Copy out each line of the records below that contains the word "bowl".

** start Extracted entries **

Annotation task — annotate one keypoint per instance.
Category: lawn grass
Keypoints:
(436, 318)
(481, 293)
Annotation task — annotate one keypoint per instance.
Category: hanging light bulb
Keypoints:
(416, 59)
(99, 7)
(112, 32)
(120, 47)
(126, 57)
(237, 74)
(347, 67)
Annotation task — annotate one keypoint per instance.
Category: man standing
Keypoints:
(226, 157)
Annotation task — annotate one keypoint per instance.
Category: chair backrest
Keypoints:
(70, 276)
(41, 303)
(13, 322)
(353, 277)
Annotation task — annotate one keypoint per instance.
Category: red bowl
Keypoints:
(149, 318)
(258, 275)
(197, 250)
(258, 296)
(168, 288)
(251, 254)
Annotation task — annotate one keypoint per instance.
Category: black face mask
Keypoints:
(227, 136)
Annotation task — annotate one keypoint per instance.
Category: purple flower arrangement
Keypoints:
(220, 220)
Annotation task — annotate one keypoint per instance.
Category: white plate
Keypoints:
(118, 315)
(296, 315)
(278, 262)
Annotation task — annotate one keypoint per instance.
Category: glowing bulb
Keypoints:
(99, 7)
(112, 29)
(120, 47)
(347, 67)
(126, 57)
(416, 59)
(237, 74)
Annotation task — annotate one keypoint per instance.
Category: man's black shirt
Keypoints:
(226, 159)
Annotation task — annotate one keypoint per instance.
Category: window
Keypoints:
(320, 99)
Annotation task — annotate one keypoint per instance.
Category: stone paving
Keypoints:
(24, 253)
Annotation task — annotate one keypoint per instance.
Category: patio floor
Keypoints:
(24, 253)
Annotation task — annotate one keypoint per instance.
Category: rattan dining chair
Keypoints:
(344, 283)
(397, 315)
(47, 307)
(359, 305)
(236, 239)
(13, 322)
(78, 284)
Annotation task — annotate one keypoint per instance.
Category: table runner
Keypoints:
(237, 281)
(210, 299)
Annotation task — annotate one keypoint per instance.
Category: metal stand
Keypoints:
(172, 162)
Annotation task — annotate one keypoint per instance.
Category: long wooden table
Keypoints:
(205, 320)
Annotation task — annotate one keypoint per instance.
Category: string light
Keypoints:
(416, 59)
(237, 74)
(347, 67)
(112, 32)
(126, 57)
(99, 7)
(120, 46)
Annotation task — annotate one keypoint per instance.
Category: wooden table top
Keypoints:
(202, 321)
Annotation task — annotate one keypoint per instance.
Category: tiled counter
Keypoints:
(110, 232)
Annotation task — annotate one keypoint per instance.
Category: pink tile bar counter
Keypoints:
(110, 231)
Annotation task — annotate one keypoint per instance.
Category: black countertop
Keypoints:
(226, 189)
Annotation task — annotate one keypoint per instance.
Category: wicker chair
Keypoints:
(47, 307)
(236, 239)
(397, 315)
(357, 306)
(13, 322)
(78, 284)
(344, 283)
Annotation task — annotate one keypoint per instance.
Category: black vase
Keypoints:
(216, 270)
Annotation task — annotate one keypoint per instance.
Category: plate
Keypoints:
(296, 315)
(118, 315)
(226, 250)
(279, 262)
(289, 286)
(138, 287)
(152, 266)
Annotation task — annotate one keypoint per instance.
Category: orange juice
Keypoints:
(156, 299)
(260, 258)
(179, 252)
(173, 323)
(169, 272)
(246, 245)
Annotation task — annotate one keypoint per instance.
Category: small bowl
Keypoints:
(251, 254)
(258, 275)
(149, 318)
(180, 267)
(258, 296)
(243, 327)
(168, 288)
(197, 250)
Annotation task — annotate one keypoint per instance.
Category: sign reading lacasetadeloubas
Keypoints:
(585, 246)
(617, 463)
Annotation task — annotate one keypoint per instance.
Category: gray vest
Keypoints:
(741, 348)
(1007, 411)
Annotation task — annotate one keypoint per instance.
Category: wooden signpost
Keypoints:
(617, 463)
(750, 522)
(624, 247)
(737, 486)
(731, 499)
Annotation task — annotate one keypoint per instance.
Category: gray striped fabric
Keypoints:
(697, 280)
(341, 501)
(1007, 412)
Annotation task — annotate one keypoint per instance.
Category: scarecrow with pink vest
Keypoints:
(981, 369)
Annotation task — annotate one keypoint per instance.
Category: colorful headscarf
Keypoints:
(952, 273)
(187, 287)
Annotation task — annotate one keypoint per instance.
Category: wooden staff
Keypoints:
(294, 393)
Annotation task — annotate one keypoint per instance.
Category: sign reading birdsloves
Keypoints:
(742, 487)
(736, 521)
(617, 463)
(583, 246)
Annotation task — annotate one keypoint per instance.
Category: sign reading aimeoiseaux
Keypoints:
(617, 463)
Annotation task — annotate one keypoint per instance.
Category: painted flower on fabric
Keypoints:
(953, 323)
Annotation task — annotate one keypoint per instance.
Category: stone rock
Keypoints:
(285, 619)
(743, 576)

** end Extracted entries **
** start Extracted entries **

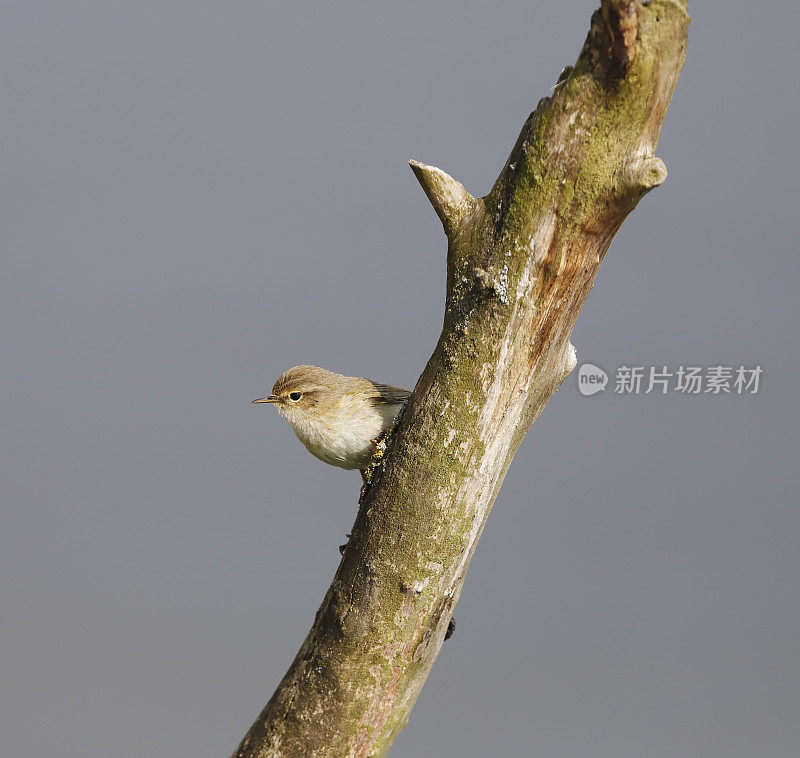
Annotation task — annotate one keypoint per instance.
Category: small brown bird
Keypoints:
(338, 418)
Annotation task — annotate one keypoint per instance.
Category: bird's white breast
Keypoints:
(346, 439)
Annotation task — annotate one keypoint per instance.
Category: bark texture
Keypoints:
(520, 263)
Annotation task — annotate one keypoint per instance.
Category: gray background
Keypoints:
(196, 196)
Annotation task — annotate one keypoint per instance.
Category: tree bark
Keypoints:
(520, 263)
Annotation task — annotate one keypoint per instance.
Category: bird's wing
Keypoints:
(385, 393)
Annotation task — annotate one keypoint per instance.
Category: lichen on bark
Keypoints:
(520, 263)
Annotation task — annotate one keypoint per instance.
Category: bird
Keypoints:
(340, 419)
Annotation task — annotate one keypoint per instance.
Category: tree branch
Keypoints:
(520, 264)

** end Extracted entries **
** start Extracted entries **

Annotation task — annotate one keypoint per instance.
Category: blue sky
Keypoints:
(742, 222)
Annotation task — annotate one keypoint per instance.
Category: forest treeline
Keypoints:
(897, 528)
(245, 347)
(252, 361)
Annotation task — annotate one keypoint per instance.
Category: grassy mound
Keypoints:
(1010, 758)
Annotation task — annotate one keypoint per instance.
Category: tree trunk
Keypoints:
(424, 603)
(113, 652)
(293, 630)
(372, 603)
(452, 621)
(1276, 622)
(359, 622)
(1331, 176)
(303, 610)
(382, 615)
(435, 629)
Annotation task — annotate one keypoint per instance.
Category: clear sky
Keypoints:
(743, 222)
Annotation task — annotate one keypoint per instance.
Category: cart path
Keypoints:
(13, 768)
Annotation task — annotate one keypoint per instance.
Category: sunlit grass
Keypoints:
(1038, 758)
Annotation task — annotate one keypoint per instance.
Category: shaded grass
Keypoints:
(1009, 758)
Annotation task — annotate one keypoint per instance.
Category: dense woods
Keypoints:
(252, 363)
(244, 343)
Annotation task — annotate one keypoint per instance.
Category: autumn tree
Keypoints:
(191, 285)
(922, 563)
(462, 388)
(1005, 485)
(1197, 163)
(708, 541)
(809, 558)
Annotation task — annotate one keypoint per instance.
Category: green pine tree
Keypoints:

** end Extracted entries **

_Solution_:
Category: red bowl
Category: small bowl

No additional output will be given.